» Task statement:
List each line of the items below that contains the string "target", where uppercase and lowercase count as different.

» Stored data:
* * * *

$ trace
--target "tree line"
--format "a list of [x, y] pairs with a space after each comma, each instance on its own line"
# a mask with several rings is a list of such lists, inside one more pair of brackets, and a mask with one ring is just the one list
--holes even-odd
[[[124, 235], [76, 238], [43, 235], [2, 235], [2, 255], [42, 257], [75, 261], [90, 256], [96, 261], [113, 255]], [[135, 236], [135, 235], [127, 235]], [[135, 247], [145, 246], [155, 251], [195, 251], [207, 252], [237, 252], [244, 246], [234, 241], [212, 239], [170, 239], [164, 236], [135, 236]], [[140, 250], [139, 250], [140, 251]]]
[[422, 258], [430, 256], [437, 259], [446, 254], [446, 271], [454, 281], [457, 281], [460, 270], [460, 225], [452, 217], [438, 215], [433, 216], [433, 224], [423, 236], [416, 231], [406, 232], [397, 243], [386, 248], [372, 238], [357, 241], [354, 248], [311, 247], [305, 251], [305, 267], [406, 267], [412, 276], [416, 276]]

* * * *

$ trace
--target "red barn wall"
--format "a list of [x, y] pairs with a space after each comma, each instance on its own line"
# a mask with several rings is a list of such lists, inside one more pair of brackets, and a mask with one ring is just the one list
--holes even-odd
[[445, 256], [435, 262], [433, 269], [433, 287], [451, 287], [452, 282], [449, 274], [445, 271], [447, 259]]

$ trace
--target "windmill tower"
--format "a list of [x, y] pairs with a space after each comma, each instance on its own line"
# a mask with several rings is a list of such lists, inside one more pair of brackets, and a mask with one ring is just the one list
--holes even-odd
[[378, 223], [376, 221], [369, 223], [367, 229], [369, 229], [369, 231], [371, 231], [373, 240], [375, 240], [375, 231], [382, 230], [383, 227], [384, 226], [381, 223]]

* * * *

» Answer to the problem:
--target "tree line"
--target "red barn wall"
--target "windmill tower"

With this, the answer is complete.